(Stored data entries)
· · · · · · ·

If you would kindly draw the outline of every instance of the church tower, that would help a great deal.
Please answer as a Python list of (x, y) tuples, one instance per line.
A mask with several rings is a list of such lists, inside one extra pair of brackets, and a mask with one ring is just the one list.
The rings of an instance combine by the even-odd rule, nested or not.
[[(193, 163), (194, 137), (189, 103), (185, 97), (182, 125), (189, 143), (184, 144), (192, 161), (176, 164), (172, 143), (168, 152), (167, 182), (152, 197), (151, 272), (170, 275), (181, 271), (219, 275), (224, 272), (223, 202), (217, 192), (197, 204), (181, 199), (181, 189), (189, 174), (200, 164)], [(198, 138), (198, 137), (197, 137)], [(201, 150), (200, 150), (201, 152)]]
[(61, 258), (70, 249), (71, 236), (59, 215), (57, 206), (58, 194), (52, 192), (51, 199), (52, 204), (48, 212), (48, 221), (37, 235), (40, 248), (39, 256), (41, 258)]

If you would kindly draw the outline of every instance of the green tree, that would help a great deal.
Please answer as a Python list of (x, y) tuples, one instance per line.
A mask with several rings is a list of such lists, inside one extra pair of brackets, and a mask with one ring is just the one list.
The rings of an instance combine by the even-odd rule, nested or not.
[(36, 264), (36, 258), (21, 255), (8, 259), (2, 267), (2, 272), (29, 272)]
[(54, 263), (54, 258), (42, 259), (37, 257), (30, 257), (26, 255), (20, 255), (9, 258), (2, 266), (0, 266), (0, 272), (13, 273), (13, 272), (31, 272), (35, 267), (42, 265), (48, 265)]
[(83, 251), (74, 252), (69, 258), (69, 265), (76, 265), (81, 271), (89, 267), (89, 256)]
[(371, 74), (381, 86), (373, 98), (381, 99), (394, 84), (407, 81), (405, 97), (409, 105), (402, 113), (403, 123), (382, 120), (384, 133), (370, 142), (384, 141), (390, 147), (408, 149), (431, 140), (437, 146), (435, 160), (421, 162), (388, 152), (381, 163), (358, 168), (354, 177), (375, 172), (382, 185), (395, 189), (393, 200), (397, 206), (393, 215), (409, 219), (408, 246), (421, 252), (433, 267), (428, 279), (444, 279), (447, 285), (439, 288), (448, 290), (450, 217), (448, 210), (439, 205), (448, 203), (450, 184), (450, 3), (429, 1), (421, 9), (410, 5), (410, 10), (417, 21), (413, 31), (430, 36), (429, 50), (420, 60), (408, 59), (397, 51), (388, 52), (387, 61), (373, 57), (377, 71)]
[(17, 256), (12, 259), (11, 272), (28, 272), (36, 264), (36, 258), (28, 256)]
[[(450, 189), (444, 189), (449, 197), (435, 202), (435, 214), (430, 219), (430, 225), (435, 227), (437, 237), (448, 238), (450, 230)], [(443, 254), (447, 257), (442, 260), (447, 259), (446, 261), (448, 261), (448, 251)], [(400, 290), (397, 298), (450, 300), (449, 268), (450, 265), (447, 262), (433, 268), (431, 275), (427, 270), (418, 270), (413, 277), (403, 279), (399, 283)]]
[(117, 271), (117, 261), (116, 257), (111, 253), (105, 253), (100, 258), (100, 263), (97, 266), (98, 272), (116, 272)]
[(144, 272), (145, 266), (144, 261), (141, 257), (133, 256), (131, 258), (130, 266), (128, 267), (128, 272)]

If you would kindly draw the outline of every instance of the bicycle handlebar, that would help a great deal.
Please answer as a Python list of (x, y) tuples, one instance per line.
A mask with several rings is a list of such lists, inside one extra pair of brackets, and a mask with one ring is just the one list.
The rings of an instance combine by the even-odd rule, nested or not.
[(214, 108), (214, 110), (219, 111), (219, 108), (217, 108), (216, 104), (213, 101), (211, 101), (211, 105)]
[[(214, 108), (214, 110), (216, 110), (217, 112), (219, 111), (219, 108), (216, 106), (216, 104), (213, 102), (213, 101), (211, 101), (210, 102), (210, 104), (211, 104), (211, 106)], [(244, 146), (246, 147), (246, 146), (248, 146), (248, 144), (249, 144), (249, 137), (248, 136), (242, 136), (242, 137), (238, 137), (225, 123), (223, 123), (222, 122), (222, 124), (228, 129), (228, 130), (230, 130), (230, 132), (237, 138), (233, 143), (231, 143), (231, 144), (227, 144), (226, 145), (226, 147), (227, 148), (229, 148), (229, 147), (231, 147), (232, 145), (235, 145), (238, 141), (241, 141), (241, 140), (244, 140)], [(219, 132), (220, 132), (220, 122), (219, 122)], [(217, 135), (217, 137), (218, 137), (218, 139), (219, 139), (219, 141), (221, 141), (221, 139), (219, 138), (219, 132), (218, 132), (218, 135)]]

· · · · · · ·

Show the lines of the entries that include the string "deal", copying each in full.

**EXPECTED ANSWER**:
If you would kindly draw the outline of every instance of the church tower, that would help a great deal.
If you would kindly draw the outline of every instance of the green tree, that would help a great deal.
If you would kindly draw the outline of every instance of the bicycle handlebar, that would help a great deal.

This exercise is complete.